╭─ Input for this task

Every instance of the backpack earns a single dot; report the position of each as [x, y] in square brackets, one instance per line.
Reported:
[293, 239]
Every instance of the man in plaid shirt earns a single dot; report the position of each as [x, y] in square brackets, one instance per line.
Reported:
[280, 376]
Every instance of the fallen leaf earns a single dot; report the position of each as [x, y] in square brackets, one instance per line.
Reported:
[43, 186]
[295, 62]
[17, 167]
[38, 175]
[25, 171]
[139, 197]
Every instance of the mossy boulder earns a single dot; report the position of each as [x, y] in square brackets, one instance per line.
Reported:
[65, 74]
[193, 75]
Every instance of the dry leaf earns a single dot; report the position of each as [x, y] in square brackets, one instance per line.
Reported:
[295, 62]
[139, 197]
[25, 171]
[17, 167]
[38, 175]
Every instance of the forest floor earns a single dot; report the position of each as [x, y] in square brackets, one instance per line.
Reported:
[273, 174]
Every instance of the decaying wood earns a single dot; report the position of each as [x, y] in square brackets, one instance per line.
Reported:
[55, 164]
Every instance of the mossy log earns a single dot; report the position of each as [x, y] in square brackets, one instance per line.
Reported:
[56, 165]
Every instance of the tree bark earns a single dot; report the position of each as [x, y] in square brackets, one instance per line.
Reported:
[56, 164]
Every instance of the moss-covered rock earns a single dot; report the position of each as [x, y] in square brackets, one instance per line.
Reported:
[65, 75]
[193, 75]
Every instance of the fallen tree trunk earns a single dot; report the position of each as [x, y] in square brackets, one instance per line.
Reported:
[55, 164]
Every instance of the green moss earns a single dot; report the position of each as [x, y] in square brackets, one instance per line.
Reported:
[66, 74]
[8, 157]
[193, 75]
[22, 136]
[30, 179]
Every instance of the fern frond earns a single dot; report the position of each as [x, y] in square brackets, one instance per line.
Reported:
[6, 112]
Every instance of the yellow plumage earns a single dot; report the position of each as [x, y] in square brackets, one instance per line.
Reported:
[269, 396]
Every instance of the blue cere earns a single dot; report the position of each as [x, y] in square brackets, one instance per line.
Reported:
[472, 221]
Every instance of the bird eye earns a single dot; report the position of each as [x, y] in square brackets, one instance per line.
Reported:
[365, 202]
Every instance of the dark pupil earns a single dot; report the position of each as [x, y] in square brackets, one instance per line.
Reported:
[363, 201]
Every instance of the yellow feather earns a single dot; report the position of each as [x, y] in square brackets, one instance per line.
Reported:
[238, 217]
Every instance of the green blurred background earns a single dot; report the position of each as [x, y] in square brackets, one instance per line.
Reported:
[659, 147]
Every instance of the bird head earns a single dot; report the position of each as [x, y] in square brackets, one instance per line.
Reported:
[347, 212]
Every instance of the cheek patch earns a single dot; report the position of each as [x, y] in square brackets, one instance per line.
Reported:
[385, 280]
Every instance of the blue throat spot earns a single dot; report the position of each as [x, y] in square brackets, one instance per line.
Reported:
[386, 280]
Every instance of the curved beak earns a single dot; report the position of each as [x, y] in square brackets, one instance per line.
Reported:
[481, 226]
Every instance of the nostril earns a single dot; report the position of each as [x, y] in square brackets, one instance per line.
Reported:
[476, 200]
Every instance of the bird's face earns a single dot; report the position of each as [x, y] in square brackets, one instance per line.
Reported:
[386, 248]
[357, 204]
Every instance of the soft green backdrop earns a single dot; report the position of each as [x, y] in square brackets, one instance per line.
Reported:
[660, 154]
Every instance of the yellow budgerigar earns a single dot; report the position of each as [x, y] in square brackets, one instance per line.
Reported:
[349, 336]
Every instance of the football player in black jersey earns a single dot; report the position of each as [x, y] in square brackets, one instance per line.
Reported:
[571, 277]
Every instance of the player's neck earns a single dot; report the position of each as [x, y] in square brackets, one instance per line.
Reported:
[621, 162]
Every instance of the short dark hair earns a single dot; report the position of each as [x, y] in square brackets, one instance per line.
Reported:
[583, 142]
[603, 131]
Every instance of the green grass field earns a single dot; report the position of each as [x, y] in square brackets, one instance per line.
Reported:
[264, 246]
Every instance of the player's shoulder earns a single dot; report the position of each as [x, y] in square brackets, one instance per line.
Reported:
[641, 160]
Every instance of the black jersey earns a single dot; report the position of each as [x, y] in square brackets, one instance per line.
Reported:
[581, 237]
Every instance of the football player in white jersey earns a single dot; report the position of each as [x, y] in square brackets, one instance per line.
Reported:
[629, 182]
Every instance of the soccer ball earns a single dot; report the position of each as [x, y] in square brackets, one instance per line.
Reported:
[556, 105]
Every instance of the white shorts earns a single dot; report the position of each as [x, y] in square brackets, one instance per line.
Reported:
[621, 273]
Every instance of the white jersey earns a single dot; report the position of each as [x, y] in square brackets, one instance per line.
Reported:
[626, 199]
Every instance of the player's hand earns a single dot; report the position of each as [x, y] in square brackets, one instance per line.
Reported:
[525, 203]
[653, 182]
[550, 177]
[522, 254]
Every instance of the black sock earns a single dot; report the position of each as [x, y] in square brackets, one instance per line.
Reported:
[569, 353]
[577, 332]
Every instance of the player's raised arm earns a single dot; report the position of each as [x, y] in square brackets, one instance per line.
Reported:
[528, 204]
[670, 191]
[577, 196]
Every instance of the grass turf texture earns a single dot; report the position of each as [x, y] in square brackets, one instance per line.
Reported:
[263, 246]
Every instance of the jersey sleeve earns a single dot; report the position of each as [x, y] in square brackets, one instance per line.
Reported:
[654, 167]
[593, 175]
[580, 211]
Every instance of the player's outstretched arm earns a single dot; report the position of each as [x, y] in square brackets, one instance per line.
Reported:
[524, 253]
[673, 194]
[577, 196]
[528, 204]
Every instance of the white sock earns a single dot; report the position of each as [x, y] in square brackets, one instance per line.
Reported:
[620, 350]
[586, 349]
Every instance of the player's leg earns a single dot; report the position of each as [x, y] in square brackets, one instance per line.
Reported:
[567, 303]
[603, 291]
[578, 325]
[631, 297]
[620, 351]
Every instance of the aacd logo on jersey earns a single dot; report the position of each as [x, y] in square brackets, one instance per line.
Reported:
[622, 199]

╰─

Edit the records above, changing "earns a single dot" to "gets one mark" each time it appears and leaving the rest unchanged.

Every instance of the backpack gets one mark; report the position of each as [x, y] in square brackets, one instance per line.
Reported:
[293, 239]
Every instance of the man in plaid shirt gets one mark; report the position of each as [x, y] in square brackets, one instance per line.
Reported:
[280, 376]
Every instance of the fallen leaf gets one mark; report the position of each as [x, y] in square brackets, one instance per line.
Reported:
[43, 186]
[295, 62]
[17, 167]
[38, 175]
[25, 171]
[139, 197]
Every instance of the mossy boulder gets one mark; report the position of each as [x, y] in square brackets, one instance per line.
Reported:
[65, 74]
[193, 75]
Every instance of the dry leaf gets one mark; report the position of each as [x, y] in square brackets, one instance per line.
Reported:
[295, 62]
[139, 197]
[25, 171]
[17, 167]
[38, 175]
Every instance of the forest floor gets one mark; report the position of each as [x, y] in square brackets, one instance per line.
Reported:
[273, 174]
Every instance of the decaying wood gets one mark; report the position of each as [x, y] in square brackets, one instance per line.
Reported:
[55, 164]
Every instance of the mossy log gets one mark; report the position of each as [x, y] in square brackets, one instance per line.
Reported:
[56, 165]
Every instance of the tree bark gets one mark; report the position of each as [x, y] in square brackets, one instance per line.
Reported:
[56, 164]
Every instance of the moss-covered rock gets one mark; report the position of each as [x, y] in square brackets, one instance per line.
Reported:
[65, 75]
[193, 75]
Every instance of the fallen tree trunk gets one mark; report the position of each as [x, y] in square brackets, one instance per line.
Reported:
[55, 164]
Every instance of the green moss gets one mark; report the position of each as [x, y] in square brackets, one instance per line.
Reported:
[66, 74]
[8, 157]
[193, 75]
[22, 136]
[30, 179]
Every instance of the fern frond gets one mark; report the position of each as [x, y] in square brackets, one instance per line.
Reported:
[6, 112]
Every instance of the yellow plumage gets one mark; report the position of each as [x, y] in square brackets, one instance per line.
Reported:
[269, 396]
Every instance of the blue cere gets one mark; report the position of each as [x, y] in square brackets, one instance per line.
Reported:
[472, 221]
Every instance of the bird eye gets one mark; report the position of each as [x, y] in square brackets, one instance per line.
Reported:
[365, 202]
Every instance of the dark pupil gets one mark; report the position of each as [x, y] in square brackets, one instance per line.
Reported:
[363, 201]
Every instance of the yellow feather gets one mark; report the position of each as [x, y] in square brackets, one instance per line.
Reported:
[238, 217]
Every instance of the green blurred background gets one mark; report the position of each as [x, y] in square brackets, one instance per line.
Reported:
[659, 147]
Every instance of the bird head gets one mark; report the position of each as [x, y] in square brackets, one instance per line.
Reported:
[347, 212]
Every instance of the cheek patch gets one mark; report the position of each as [x, y] in square brackets, one instance per line.
Reported:
[385, 280]
Every instance of the blue throat spot gets one mark; report the position of each as [x, y] in square brackets, one instance per line.
Reported:
[386, 280]
Every instance of the curved beak gets one mark; report the position of each as [x, y] in square brackets, one instance per line.
Reported:
[481, 226]
Every instance of the nostril gets one mark; report the position of each as [x, y] in square brackets, one instance per line.
Reported:
[476, 200]
Every instance of the bird's face gets one mark; report the position of each as [x, y] in square brackets, one instance per line.
Reported:
[386, 248]
[357, 204]
Every instance of the soft green backdrop gets one mark; report the position of each as [x, y] in square brackets, one instance per line.
Reported:
[660, 154]
Every instance of the yellow budgerigar gets one mark; report the position of each as [x, y] in square brackets, one instance per line.
Reported:
[349, 336]
Every instance of the football player in black jersey gets one mark; report the position of each as [x, y] in square brackets, one instance per line.
Reported:
[571, 277]
Every instance of the player's neck gets one mark; report the position of each as [x, y] in square brackets, one instance per line.
Reported:
[621, 162]
Every instance of the short dark hair gets one mark; report the position of each as [x, y] in square brackets, one instance per line.
Reported:
[583, 142]
[603, 131]
Every instance of the green grass field gets one mark; report the position of each as [x, y] in square brackets, one instance per line.
Reported:
[264, 246]
Every instance of the player's shoulder gets one mark; report the position of each as [x, y] in square brackets, one instance per line.
Reported:
[641, 160]
Every instance of the black jersey gets one mark; report the position of each as [x, y] in square brackets, one instance per line.
Reported:
[581, 237]
Every instance of the football player in white jersey gets one mark; report the position of each as [x, y] in square brackets, one instance per line.
Reported:
[629, 182]
Every instance of the soccer ball gets one mark; report the position of each as [x, y] in square brackets, one instance per line.
Reported:
[556, 105]
Every instance of the white shorts gets one mark; report the position of each as [x, y] in square brackets, one instance per line.
Reported:
[621, 273]
Every instance of the white jersey gets one mark; report the position of each as [x, y] in square brackets, one instance per line.
Reported:
[626, 199]
Every instance of the player's hand gets one mark; report the position of each as [x, y] in square brackets, one instance per line.
Reported:
[525, 203]
[653, 182]
[550, 177]
[522, 254]
Every instance of the black sock gets one mark; report the position of each as [x, y] in square brackets, one instance per line.
Reported:
[569, 353]
[577, 332]
Every instance of the player's raised arm gets one mark; report the position of each as [x, y] in square brackets, one instance per line.
Reported:
[528, 204]
[670, 191]
[577, 196]
Every instance of the grass turf texture gets one mark; report the position of each as [x, y] in square brackets, one instance per line.
Reported:
[263, 246]
Every instance of the jersey sleeve gets one mark; report the position of each as [x, y] in square brackets, one instance per line.
Reported:
[654, 167]
[593, 175]
[580, 211]
Every instance of the player's outstretched arm gets one mark; report the position of each as [x, y] in square brackets, one instance per line.
Reported:
[524, 253]
[673, 194]
[577, 196]
[528, 204]
Every instance of the white sock gets one mark; report the position of each as [x, y] in square brackets, one instance per line.
Reported:
[620, 350]
[586, 349]
Every instance of the player's leg gets one mark; report the position of each as [x, y] in square brackets, one instance per line.
Reported:
[567, 303]
[603, 291]
[578, 325]
[631, 297]
[620, 351]
Every instance of the aacd logo on jersey gets one mark; report the position of each as [x, y] in square brackets, one instance per line.
Reported:
[622, 199]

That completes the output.